Exercise: Among the entries below, find the lines with the word "target" and copy them.

Exercise materials:
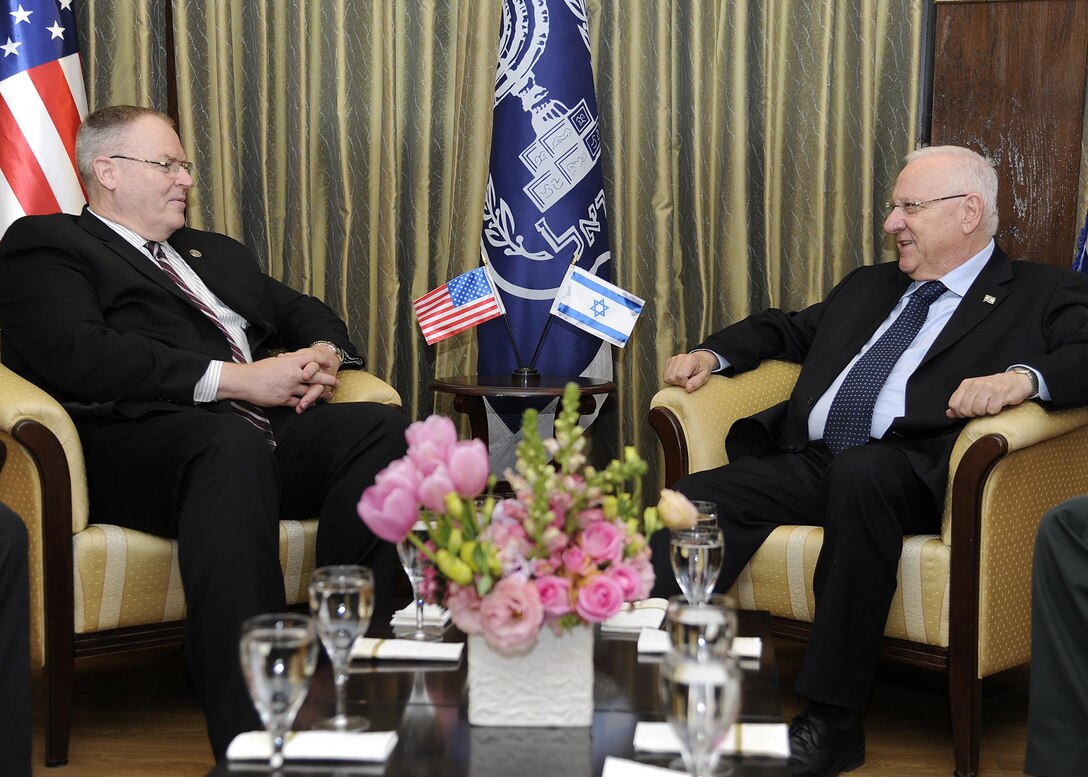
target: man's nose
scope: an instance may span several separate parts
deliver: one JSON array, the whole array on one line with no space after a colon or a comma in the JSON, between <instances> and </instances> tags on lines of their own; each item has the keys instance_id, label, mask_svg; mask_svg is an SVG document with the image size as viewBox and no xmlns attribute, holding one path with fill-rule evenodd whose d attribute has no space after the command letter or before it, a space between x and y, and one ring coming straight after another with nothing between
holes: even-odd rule
<instances>
[{"instance_id":1,"label":"man's nose","mask_svg":"<svg viewBox=\"0 0 1088 777\"><path fill-rule=\"evenodd\" d=\"M894 235L906 226L903 223L903 215L899 208L892 208L892 212L888 214L888 217L884 219L884 231L889 235Z\"/></svg>"}]
</instances>

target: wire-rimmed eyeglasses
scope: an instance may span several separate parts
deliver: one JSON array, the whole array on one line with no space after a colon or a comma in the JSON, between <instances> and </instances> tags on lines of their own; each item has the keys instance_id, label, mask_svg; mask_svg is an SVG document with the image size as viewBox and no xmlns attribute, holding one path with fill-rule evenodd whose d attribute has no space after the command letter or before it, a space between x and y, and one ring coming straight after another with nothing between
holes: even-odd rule
<instances>
[{"instance_id":1,"label":"wire-rimmed eyeglasses","mask_svg":"<svg viewBox=\"0 0 1088 777\"><path fill-rule=\"evenodd\" d=\"M935 202L944 202L945 200L955 200L960 197L967 197L968 194L969 192L965 192L964 194L950 194L947 197L934 197L932 200L921 200L919 202L885 202L884 214L890 216L892 215L893 210L899 208L908 216L913 216L927 205L932 205Z\"/></svg>"},{"instance_id":2,"label":"wire-rimmed eyeglasses","mask_svg":"<svg viewBox=\"0 0 1088 777\"><path fill-rule=\"evenodd\" d=\"M159 168L164 173L169 173L174 177L177 177L177 174L181 172L182 169L189 175L193 174L193 163L182 162L180 159L170 158L165 162L156 162L154 159L139 159L138 157L125 156L124 154L114 154L110 159L127 159L130 162L143 162L144 164L155 165L155 167Z\"/></svg>"}]
</instances>

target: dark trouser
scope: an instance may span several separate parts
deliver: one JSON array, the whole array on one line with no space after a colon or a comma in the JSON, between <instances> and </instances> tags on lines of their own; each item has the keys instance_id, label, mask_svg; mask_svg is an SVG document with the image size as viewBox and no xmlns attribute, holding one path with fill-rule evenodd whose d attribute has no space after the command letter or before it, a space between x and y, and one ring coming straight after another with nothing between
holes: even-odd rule
<instances>
[{"instance_id":1,"label":"dark trouser","mask_svg":"<svg viewBox=\"0 0 1088 777\"><path fill-rule=\"evenodd\" d=\"M0 774L30 777L30 588L26 527L0 505Z\"/></svg>"},{"instance_id":2,"label":"dark trouser","mask_svg":"<svg viewBox=\"0 0 1088 777\"><path fill-rule=\"evenodd\" d=\"M781 525L822 526L813 588L816 611L797 692L814 701L865 709L904 534L938 530L933 497L899 450L870 443L832 456L822 443L797 453L745 456L682 478L690 499L718 505L725 561L716 589L733 585L748 560ZM654 593L679 592L668 532L651 539Z\"/></svg>"},{"instance_id":3,"label":"dark trouser","mask_svg":"<svg viewBox=\"0 0 1088 777\"><path fill-rule=\"evenodd\" d=\"M77 419L91 514L176 537L186 660L216 759L260 728L238 661L241 622L284 609L279 520L319 515L317 563L374 570L373 622L392 614L396 550L359 520L374 476L404 454L402 413L373 403L269 411L273 451L244 419L201 410L138 420Z\"/></svg>"},{"instance_id":4,"label":"dark trouser","mask_svg":"<svg viewBox=\"0 0 1088 777\"><path fill-rule=\"evenodd\" d=\"M1031 694L1024 771L1088 769L1088 496L1043 516L1031 584Z\"/></svg>"}]
</instances>

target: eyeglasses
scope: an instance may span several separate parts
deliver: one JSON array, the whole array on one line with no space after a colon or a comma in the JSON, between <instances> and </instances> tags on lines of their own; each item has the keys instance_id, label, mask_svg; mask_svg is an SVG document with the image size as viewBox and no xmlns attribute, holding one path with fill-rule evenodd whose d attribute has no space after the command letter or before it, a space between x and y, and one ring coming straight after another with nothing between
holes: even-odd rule
<instances>
[{"instance_id":1,"label":"eyeglasses","mask_svg":"<svg viewBox=\"0 0 1088 777\"><path fill-rule=\"evenodd\" d=\"M935 202L944 202L945 200L955 200L955 199L958 199L960 197L967 197L967 196L968 196L968 194L950 194L947 197L934 197L932 200L922 200L921 202L903 202L903 203L885 202L884 203L884 213L886 215L890 216L890 215L892 215L893 210L895 210L896 208L899 208L904 213L906 213L908 216L913 216L914 214L916 214L920 210L922 210L922 208L926 207L927 205L932 205Z\"/></svg>"},{"instance_id":2,"label":"eyeglasses","mask_svg":"<svg viewBox=\"0 0 1088 777\"><path fill-rule=\"evenodd\" d=\"M114 154L113 156L110 157L110 159L127 159L130 162L143 162L144 164L147 164L147 165L155 165L155 167L159 168L164 173L169 173L170 175L174 176L175 178L177 177L177 174L181 172L182 168L184 168L185 172L187 172L189 175L193 174L193 163L192 162L182 162L182 161L180 161L178 159L173 159L173 158L167 159L165 162L156 162L154 159L137 159L134 156L125 156L123 154Z\"/></svg>"}]
</instances>

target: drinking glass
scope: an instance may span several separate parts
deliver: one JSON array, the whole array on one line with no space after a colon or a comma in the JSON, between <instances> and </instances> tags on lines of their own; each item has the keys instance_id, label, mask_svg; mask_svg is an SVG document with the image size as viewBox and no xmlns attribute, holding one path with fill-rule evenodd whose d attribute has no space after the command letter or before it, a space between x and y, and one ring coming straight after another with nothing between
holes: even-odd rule
<instances>
[{"instance_id":1,"label":"drinking glass","mask_svg":"<svg viewBox=\"0 0 1088 777\"><path fill-rule=\"evenodd\" d=\"M722 569L724 553L721 529L696 524L672 532L669 539L672 572L689 602L698 604L710 596Z\"/></svg>"},{"instance_id":2,"label":"drinking glass","mask_svg":"<svg viewBox=\"0 0 1088 777\"><path fill-rule=\"evenodd\" d=\"M713 502L701 502L693 499L691 504L699 512L695 517L696 526L711 526L718 528L718 506Z\"/></svg>"},{"instance_id":3,"label":"drinking glass","mask_svg":"<svg viewBox=\"0 0 1088 777\"><path fill-rule=\"evenodd\" d=\"M429 528L426 521L417 521L412 533L421 542L425 543L427 542L427 530ZM434 626L423 625L423 588L421 584L423 582L423 567L427 557L407 537L397 543L397 555L400 556L400 565L404 567L404 573L408 575L408 579L412 583L412 598L416 603L416 625L410 631L397 629L395 630L396 635L422 642L438 642L442 639L442 630Z\"/></svg>"},{"instance_id":4,"label":"drinking glass","mask_svg":"<svg viewBox=\"0 0 1088 777\"><path fill-rule=\"evenodd\" d=\"M317 665L313 621L300 613L256 615L242 623L238 647L253 706L272 737L275 771L283 767L283 739Z\"/></svg>"},{"instance_id":5,"label":"drinking glass","mask_svg":"<svg viewBox=\"0 0 1088 777\"><path fill-rule=\"evenodd\" d=\"M665 631L675 652L707 660L724 658L737 634L736 603L725 594L711 594L699 604L674 596L665 610Z\"/></svg>"},{"instance_id":6,"label":"drinking glass","mask_svg":"<svg viewBox=\"0 0 1088 777\"><path fill-rule=\"evenodd\" d=\"M336 679L336 714L314 728L366 731L370 721L347 714L348 663L351 646L366 633L374 611L374 573L367 567L318 567L310 577L310 612Z\"/></svg>"},{"instance_id":7,"label":"drinking glass","mask_svg":"<svg viewBox=\"0 0 1088 777\"><path fill-rule=\"evenodd\" d=\"M659 673L665 718L680 740L680 753L692 777L711 777L718 746L740 708L740 670L731 658L700 660L669 652Z\"/></svg>"}]
</instances>

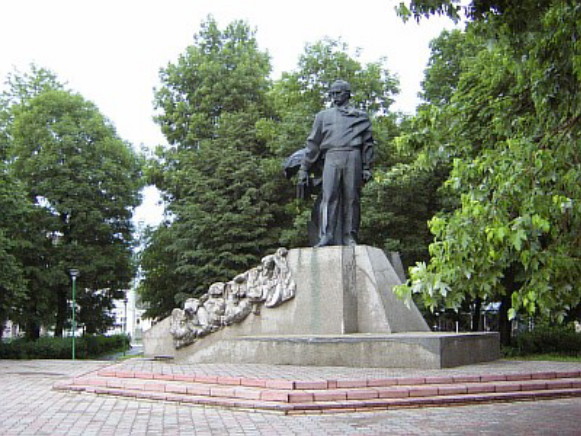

Answer to the problem:
target: man's nose
target: wire-rimmed eyeglasses
target: dark trouser
target: eyeglasses
target: drinking glass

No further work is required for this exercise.